Object point labels
— begin —

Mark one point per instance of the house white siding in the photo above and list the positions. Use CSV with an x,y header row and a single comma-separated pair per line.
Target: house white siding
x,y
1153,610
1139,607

— end —

## [The task]
Rewrite every one of the rows above, changing "house white siding" to "white house siding" and leaving all other text untouched.

## [Output of the task]
Mark one point per instance of the white house siding in the photo above and list the positions. Use CSV with an x,y header row and a single comma-separated pair per line.
Target: white house siding
x,y
1153,610
1139,607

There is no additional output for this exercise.